**Required actions:**
• a. In the pumpkin baked oatmeal recipe, name each item that the second instruction step says to mix together in a medium bowl.
• b. What cook time does the pumpkin baked oatmeal recipe state?
• c. Write a continuation of the pumpkin baked oatmeal recipe that picks up after its last instruction.

**Document excerpt:**

Cozy Pumpkin Baked Oatmeal


1 Star2 Stars3 Stars4 Stars5 Stars (5 votes, average: 5.00 out of 5)

  • Author: Sonja Overhiser
  • Prep Time: 15 minutes
  • Cook Time: 45 minutes
  • Total Time: 1 hour
  • Yield: 6 to 8
  • Diet: Vegan

Description

This pumpkin baked oatmeal is the ideal fall breakfast: cozy spiced and full of healthy oats! Bake up a pan and eat off of it all week.


Ingredients

  • 2 cups Old Fashioned rolled oats (don’t substitute steel cut or instant oats)
  • 1/2 cup pecan pieces (or chopped pecans)
  • 1 teaspoon baking powder
  • 2 teaspoons Pumpkin Pie Spice (or 1 teaspoon ground cinnamon, 1/2 teaspoon ground ginger, 1/4 teaspoon ground cloves and 1/4 teaspoon ground nutmeg)
  • 1/2 teaspoon kosher salt
  • 1 cup pumpkin puree
  • 1 3/4 cups milk of choice (dairy, almond or oat)
  • 6 tablespoons pure maple syrup
  • 2 tablespoons coconut oil, melted and cooled to room temp
  • 1 tablespoon pure vanilla extract
  • For serving: 1 tablespoon coconut oil melted with 1 tablespoon maple syrup or maple Greek yogurt*

Instructions

  1. Preheat the oven to 375 degrees Fahrenheit.*
  2. Butter an 8 x 8″ or 9 x 9″ pan. In a medium bowl, mix together the rolled oats, pecan pieces, baking powder, pumpkin spice, and kosher salt.

[Items from a dataset]

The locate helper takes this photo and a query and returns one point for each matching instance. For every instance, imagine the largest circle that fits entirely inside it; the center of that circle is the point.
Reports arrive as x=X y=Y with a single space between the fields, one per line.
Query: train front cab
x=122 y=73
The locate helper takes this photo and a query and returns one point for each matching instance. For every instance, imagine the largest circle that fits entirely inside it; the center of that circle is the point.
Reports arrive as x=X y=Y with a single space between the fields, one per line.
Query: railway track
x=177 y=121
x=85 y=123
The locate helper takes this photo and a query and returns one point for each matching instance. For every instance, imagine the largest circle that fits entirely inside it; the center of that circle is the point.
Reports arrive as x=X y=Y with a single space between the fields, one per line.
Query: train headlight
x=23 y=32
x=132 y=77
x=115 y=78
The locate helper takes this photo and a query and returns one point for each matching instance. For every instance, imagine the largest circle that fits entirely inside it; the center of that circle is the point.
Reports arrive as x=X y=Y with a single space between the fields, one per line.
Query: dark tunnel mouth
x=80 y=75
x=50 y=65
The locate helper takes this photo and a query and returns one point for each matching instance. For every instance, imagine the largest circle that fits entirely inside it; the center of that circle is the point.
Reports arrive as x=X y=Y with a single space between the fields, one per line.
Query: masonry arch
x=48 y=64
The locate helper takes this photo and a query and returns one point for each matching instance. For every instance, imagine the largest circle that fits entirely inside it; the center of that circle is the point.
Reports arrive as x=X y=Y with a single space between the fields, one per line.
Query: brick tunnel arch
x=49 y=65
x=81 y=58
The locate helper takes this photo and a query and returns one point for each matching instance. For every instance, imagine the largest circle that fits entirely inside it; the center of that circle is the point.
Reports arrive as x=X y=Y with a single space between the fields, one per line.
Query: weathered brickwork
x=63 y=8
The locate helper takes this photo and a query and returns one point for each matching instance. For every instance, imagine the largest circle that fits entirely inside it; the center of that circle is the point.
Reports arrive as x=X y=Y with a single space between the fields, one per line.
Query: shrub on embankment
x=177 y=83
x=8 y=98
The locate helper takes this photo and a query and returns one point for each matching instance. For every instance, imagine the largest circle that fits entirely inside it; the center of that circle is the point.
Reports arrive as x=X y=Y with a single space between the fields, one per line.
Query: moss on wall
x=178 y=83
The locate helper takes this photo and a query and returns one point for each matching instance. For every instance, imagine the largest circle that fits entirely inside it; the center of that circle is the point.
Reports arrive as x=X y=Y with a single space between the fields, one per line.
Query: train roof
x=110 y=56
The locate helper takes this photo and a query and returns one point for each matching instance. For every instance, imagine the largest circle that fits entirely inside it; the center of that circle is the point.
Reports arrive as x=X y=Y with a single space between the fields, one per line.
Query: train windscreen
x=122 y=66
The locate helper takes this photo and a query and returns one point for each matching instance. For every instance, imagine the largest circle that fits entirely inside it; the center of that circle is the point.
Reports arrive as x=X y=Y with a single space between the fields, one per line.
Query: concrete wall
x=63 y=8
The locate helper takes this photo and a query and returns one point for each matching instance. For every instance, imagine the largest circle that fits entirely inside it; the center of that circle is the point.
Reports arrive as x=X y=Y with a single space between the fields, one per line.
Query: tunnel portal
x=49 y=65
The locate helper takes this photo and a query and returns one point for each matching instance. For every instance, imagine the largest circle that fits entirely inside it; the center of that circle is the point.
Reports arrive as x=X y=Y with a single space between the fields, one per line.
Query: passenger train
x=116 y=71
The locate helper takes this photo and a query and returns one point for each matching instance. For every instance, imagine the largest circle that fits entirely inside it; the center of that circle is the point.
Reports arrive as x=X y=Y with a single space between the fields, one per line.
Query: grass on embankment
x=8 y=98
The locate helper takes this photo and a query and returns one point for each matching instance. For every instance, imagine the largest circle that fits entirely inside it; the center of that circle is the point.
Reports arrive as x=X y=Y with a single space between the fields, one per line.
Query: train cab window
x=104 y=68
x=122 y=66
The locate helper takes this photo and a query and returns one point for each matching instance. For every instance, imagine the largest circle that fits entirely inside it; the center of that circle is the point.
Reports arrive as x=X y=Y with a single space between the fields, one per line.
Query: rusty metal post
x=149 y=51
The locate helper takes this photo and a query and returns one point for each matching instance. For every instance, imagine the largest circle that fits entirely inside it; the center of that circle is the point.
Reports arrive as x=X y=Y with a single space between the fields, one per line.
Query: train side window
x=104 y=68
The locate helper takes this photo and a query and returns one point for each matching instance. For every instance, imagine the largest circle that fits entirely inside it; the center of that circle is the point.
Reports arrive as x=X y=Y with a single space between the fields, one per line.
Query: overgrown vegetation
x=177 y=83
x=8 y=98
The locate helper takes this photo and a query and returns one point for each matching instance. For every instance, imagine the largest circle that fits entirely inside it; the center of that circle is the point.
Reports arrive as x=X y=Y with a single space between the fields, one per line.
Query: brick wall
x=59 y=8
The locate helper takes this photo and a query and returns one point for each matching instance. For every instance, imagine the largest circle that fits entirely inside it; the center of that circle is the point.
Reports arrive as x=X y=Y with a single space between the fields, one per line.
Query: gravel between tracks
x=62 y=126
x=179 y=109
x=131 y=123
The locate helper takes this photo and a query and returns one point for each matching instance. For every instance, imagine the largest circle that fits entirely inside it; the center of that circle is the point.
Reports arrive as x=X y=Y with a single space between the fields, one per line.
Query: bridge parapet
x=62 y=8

**Answers to the problems:**
• a. Rolled oats, pecan pieces, baking powder, pumpkin spice, kosher salt

• b. 45 minutes

• c.
  3. Dump the dries into the prepared pan. 
  4. In the same bowl, whisk together the pumpkin puree, milk, maple syrup, melted cooled coconut oil, and vanilla. Drizzle the milk mixture over the oats. Stir lightly with a fork to make everything gets evenly incorporated.
  5. Bake 40 to 45 minutes until the top is nicely golden and the oat mixture has set. Remove from the oven and allow to cool for about 10 minutes.
  6. Before serving, drizzle with maple syrup OR add maple Greek yogurt* plus a drizzle of maple. Store leftovers refrigerated for up to 1 week: reheat in a 300 degree oven or microwave until warm.

Notes

*For the maple Greek yogurt, mix 1/2 cup Greek yogurt with 1 tablespoon maple syrup and 1/2 teaspoon vanilla extract. Make sure to still add a small drizzle of maple over the top when serving.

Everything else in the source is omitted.